━━━━━ Data records ━━━━━
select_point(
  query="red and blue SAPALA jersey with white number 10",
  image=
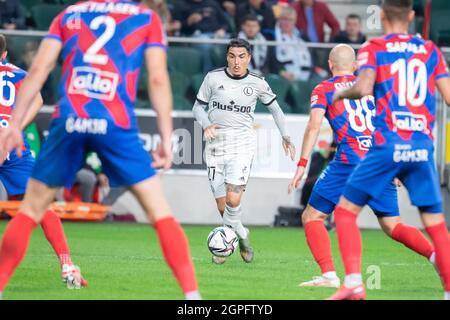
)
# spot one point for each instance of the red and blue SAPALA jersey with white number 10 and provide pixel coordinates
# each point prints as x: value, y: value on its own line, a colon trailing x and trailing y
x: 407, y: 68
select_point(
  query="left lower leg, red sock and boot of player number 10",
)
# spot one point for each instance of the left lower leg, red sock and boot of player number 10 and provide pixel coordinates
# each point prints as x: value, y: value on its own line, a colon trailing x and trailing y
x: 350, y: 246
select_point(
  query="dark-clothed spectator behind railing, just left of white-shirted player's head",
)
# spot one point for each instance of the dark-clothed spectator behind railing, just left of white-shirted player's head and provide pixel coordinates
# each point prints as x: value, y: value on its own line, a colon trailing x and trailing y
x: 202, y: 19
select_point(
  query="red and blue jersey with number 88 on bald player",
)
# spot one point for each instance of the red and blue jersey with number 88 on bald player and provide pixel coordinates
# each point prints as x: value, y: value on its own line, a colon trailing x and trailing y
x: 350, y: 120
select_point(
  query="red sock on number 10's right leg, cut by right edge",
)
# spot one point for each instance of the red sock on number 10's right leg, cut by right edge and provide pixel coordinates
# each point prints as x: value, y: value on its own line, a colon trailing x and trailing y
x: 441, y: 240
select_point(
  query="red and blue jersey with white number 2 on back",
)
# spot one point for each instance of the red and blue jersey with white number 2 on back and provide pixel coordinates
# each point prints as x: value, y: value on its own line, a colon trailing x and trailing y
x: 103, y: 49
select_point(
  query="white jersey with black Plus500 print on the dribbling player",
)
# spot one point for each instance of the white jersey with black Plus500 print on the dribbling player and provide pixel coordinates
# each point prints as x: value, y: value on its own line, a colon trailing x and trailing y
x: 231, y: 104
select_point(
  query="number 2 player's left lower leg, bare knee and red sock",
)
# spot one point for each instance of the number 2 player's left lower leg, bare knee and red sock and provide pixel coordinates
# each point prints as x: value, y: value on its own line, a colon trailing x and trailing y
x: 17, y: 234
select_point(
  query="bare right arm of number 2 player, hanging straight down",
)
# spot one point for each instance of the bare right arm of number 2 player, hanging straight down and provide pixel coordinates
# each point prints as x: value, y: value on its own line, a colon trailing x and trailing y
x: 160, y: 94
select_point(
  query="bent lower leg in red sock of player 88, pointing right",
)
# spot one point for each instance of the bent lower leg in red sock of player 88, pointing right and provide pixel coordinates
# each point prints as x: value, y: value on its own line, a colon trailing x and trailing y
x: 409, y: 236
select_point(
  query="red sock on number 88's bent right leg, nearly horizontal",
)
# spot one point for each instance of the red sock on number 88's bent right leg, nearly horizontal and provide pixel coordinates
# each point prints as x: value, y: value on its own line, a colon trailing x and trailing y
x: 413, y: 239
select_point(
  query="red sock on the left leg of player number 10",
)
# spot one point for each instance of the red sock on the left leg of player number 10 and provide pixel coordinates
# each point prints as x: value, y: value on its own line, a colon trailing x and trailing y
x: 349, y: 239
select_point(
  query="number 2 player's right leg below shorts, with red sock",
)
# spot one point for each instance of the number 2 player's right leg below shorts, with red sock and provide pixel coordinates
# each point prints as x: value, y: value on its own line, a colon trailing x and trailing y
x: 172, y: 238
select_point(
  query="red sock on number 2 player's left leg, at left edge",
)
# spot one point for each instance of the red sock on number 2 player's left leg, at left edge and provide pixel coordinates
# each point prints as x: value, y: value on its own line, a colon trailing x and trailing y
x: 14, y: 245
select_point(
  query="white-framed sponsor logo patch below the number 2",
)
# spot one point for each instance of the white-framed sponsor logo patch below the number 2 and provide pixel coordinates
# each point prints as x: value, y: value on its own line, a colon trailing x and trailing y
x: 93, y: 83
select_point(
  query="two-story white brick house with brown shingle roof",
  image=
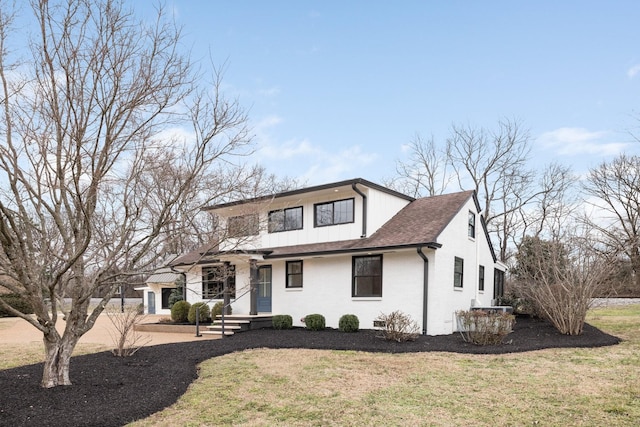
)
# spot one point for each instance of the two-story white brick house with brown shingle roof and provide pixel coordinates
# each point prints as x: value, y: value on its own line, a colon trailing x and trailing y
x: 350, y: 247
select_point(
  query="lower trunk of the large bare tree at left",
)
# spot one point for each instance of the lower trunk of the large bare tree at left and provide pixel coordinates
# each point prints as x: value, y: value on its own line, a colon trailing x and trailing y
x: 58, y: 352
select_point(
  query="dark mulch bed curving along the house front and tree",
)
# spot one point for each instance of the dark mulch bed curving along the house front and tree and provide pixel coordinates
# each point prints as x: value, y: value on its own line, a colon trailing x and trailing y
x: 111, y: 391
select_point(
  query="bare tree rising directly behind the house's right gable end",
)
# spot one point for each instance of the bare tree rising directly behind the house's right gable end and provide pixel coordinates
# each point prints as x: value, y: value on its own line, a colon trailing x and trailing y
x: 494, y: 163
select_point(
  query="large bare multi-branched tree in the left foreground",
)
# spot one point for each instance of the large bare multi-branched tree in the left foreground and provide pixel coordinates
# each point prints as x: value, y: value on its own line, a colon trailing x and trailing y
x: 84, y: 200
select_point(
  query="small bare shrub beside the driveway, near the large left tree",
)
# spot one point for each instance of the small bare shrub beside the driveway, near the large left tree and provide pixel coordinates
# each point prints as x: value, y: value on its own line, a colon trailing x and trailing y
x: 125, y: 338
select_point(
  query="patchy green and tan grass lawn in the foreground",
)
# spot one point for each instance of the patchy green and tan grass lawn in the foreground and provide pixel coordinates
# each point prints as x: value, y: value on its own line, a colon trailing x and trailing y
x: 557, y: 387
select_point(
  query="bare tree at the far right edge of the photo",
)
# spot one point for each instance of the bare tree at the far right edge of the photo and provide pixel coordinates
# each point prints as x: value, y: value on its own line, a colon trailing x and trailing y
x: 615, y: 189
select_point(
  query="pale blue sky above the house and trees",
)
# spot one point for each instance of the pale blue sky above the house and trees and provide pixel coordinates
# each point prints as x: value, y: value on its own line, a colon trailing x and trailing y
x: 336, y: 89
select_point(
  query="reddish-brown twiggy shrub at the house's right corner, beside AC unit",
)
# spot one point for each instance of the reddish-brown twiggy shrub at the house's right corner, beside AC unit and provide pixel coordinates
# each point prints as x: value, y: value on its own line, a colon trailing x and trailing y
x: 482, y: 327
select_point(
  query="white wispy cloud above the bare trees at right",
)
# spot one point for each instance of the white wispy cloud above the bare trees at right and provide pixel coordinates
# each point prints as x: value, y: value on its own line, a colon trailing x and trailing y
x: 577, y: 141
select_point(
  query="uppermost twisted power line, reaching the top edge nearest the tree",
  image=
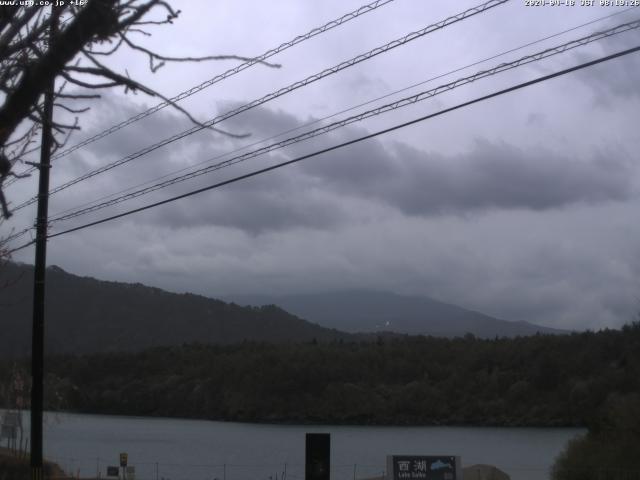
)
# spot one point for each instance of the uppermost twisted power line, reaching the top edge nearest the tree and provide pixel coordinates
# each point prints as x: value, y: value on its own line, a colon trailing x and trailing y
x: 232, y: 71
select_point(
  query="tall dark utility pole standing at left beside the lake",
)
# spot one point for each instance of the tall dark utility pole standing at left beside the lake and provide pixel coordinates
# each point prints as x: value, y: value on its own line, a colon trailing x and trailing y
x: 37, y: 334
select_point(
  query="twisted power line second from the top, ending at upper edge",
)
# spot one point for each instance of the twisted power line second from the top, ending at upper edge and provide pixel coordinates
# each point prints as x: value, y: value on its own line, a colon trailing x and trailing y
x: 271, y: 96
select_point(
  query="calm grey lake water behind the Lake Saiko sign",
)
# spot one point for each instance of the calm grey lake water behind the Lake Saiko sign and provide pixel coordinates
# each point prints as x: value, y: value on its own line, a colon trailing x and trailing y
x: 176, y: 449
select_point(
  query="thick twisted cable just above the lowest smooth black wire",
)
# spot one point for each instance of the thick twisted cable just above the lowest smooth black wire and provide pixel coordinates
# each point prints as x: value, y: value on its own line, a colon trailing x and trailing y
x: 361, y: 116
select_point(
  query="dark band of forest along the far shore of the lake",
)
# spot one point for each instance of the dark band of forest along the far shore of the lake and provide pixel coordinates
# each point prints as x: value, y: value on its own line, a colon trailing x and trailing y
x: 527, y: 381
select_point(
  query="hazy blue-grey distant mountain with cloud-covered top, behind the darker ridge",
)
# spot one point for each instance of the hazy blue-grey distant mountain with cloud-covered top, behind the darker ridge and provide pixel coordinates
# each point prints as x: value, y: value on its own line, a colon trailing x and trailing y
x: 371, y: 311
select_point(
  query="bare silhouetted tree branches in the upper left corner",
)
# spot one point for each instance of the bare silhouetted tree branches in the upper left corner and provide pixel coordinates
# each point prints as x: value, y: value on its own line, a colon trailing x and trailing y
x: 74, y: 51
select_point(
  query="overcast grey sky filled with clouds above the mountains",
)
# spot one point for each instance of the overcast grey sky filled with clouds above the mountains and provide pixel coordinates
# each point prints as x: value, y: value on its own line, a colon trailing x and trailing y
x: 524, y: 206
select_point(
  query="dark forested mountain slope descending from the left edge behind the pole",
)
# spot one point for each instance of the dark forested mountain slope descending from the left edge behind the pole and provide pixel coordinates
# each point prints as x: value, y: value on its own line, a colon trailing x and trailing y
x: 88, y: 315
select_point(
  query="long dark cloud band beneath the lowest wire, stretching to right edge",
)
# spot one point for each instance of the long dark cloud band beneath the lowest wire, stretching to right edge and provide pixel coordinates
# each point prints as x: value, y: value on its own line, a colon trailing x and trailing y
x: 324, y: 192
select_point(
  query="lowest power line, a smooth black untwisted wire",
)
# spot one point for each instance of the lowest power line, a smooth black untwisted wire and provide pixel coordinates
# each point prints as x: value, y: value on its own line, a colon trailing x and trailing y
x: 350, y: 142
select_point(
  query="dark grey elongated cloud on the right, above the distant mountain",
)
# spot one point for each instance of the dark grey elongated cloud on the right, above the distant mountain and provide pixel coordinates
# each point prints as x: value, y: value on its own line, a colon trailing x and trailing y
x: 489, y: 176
━━━━━
Directions> When a line in the material above includes the word "twiggy", copy that line.

Task result>
  query="reddish-brown twiggy shrub at the house's right corner, beside AC unit",
# spot one point for each instance of the reddish-brown twiggy shrub at the house's right corner, beside AC unit and provide pixel coordinates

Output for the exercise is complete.